Work instructions. Your task is to repeat, word for word, the line containing "Objective — for every instance of the purple flower" and all lines that follow it to the end of the material, and no other lines.

Stored rows.
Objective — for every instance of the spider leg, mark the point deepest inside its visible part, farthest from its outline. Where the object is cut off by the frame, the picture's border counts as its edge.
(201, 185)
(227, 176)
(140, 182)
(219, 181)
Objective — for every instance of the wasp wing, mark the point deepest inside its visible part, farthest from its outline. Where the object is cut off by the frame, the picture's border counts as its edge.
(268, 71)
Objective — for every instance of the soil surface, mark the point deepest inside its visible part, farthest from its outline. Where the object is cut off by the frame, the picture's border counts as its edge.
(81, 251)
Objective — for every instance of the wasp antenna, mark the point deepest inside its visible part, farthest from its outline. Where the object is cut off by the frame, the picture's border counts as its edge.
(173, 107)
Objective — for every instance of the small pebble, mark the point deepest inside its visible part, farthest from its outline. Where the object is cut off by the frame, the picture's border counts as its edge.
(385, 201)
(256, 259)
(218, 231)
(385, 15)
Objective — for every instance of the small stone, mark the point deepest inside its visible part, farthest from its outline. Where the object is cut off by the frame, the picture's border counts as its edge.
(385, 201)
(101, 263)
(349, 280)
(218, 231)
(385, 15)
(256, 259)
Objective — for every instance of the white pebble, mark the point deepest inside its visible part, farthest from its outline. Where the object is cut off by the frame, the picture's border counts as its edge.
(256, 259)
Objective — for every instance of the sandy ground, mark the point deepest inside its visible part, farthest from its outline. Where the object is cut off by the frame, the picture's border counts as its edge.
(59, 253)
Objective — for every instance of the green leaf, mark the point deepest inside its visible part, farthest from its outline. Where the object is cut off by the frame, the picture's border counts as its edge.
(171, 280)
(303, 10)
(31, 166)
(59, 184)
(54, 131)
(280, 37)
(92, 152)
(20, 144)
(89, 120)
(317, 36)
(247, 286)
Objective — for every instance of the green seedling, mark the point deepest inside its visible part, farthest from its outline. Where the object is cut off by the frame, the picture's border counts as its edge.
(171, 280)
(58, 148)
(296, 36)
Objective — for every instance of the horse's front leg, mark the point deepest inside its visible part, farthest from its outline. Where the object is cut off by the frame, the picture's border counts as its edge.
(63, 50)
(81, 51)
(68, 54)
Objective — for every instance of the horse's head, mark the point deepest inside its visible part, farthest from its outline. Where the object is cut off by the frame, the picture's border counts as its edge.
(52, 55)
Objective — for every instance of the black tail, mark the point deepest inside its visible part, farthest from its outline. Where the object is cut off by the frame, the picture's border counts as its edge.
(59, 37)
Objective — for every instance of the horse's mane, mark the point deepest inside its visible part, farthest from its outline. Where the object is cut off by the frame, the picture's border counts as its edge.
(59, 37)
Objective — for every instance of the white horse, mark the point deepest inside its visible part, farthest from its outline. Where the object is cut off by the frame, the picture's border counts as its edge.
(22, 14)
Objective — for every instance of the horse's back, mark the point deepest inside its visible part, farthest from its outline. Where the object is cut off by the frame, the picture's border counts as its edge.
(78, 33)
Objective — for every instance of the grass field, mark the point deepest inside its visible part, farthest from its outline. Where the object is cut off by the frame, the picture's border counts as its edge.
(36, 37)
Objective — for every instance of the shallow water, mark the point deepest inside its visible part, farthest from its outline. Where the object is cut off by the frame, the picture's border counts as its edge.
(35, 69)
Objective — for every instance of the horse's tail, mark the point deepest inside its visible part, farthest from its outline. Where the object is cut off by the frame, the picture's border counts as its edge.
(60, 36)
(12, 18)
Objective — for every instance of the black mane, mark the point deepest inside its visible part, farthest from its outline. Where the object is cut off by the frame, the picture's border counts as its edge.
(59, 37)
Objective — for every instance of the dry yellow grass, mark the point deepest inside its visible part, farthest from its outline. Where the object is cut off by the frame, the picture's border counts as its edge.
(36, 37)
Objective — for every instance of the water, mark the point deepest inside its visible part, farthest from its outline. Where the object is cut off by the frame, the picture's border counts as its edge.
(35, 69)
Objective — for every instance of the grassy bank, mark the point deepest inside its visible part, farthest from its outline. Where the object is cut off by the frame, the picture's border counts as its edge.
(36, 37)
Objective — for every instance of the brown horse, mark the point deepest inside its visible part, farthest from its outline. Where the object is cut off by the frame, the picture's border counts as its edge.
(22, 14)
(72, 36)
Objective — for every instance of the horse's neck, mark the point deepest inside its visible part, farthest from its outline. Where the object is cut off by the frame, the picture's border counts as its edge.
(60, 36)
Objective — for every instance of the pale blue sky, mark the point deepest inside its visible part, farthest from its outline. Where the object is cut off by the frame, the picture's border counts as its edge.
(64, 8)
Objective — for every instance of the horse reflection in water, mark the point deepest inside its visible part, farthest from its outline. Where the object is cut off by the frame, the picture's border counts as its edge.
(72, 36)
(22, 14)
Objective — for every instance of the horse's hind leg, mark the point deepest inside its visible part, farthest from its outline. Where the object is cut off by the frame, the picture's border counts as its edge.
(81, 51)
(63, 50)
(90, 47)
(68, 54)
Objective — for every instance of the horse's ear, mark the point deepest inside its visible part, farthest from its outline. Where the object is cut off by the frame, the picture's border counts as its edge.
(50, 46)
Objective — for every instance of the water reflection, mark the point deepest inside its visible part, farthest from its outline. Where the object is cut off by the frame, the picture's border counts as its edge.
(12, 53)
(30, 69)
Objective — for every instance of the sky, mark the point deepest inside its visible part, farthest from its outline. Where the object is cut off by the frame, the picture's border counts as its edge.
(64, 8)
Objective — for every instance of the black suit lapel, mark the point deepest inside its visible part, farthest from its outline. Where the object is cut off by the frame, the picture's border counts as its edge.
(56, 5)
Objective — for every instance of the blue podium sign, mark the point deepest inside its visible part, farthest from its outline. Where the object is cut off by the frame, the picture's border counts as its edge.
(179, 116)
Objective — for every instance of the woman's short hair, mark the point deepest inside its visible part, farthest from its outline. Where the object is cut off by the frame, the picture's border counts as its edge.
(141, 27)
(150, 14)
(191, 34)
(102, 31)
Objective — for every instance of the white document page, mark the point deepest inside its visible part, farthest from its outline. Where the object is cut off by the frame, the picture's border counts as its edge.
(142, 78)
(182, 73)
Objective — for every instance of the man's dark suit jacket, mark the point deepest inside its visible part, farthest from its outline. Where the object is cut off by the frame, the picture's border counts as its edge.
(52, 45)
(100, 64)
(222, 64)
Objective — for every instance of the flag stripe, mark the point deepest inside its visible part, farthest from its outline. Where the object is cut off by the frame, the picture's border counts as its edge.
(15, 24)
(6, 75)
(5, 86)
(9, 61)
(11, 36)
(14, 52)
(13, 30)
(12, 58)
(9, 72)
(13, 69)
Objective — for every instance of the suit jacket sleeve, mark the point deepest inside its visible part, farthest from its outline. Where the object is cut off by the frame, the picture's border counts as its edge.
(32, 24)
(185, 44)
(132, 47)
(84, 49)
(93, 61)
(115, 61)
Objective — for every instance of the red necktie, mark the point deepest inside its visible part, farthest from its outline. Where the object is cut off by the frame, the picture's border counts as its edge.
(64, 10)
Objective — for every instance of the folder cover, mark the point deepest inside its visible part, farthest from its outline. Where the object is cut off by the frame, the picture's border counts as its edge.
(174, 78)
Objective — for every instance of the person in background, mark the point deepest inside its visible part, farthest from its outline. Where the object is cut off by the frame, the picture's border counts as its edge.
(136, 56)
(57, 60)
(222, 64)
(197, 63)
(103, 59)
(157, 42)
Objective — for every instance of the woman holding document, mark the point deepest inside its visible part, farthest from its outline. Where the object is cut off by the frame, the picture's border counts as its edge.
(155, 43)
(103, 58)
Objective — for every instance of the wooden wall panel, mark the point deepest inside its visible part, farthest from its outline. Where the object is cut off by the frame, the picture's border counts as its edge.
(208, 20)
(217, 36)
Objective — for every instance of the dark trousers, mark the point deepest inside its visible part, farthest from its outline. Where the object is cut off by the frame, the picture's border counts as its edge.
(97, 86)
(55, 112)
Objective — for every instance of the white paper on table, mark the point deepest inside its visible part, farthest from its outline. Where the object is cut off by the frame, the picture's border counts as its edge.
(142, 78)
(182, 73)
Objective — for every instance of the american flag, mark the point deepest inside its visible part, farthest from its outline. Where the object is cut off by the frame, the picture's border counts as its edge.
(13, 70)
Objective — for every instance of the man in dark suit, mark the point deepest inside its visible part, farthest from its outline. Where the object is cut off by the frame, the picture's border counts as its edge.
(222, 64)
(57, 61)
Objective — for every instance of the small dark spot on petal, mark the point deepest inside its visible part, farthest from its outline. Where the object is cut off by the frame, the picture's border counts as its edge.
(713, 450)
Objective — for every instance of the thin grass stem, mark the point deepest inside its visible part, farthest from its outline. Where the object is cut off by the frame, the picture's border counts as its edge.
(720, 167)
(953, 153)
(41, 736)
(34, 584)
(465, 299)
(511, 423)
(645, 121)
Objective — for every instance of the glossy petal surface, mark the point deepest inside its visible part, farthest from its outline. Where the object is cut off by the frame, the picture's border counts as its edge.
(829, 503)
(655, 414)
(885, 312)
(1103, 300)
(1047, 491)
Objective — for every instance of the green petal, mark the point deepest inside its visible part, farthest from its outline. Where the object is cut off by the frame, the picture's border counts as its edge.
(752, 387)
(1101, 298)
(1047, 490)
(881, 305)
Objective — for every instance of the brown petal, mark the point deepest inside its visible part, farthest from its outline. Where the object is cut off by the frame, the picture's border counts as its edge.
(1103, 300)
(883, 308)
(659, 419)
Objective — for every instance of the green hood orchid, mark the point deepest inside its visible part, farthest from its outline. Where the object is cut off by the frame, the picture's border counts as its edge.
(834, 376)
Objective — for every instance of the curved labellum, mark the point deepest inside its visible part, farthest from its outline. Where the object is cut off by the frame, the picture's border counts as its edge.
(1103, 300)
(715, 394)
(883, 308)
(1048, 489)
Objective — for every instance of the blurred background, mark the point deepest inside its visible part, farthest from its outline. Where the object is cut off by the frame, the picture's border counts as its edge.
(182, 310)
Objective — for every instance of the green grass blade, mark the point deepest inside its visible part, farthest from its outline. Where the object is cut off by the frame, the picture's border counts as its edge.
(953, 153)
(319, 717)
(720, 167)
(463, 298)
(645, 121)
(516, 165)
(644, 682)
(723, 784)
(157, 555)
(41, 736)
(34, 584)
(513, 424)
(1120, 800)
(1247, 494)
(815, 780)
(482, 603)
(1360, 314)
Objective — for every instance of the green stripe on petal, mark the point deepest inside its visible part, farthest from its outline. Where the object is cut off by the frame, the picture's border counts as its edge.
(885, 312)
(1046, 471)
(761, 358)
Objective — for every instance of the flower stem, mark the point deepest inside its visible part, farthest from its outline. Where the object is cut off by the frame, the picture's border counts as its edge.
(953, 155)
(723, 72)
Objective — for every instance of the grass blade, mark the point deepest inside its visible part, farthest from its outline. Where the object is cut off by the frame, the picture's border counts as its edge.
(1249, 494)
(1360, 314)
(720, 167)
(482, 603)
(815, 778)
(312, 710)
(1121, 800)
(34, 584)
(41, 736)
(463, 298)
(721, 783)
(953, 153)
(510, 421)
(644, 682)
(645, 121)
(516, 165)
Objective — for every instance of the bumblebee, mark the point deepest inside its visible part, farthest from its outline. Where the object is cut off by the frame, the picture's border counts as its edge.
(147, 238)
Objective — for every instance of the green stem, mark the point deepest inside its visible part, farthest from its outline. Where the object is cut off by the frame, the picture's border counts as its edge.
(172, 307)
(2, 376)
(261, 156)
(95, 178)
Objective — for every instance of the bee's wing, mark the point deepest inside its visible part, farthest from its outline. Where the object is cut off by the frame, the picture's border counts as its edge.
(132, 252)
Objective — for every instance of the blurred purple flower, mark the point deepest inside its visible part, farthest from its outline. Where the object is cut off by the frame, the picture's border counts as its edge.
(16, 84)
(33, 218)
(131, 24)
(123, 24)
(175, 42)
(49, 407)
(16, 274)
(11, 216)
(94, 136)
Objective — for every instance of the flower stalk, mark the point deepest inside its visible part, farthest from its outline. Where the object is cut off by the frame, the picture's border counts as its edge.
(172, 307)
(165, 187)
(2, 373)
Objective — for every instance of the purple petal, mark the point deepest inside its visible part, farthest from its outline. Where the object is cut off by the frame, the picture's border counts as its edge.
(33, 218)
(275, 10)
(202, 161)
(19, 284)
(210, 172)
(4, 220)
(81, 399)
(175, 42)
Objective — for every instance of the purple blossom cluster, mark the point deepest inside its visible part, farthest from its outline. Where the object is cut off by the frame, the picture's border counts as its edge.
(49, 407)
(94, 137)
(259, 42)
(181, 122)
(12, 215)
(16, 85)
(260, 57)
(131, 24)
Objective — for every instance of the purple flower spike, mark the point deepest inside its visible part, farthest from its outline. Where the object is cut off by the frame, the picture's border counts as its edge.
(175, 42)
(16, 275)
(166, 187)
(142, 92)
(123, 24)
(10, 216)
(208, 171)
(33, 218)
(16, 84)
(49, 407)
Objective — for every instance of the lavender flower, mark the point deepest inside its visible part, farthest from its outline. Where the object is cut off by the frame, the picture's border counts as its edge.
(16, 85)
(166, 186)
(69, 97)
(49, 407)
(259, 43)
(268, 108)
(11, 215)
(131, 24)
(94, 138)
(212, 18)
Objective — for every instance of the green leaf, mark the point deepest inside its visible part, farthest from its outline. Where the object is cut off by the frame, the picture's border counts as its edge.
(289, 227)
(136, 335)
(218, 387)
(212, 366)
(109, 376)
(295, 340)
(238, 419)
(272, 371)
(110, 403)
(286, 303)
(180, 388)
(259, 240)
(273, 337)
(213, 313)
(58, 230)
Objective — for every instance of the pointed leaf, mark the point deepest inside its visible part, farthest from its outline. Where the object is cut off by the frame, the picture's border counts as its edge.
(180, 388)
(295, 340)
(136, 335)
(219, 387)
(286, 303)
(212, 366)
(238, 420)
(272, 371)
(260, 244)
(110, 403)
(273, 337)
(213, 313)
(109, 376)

Exercise response.
Objective — for every instance of the purple flower spike, mark the point deepest inside its visible part, farthest from its outline. Where the object is cut off by the frame, the picture's border counts as its edge.
(175, 42)
(16, 275)
(166, 187)
(142, 92)
(123, 24)
(10, 216)
(208, 171)
(33, 218)
(16, 84)
(49, 407)
Objective — for every instance of the lavender flower, mark the point deepest inside its visible part, farthest from its outline. Where the object is cut off by the frame, the picture's border counts as its edge.
(16, 85)
(166, 186)
(69, 97)
(49, 407)
(259, 43)
(268, 108)
(11, 215)
(131, 24)
(94, 138)
(212, 18)
Objective — for every instance of the green leaf, mark the point deepest inside its visible part, farthest from its outline. Where the object is cut off by the frame, the picture's border counts as its edge.
(289, 227)
(136, 335)
(218, 387)
(212, 366)
(109, 376)
(295, 340)
(238, 419)
(272, 371)
(110, 403)
(286, 303)
(180, 388)
(259, 240)
(273, 337)
(213, 313)
(58, 230)
Objective — for every instance of the pointed leaf, mark the point deepest inside its visible part, farthest from its outline. Where the object is cut off by the frame, the picture's border counts as its edge.
(180, 388)
(295, 340)
(136, 335)
(219, 387)
(286, 303)
(212, 366)
(238, 420)
(272, 371)
(260, 244)
(110, 403)
(273, 337)
(213, 313)
(109, 376)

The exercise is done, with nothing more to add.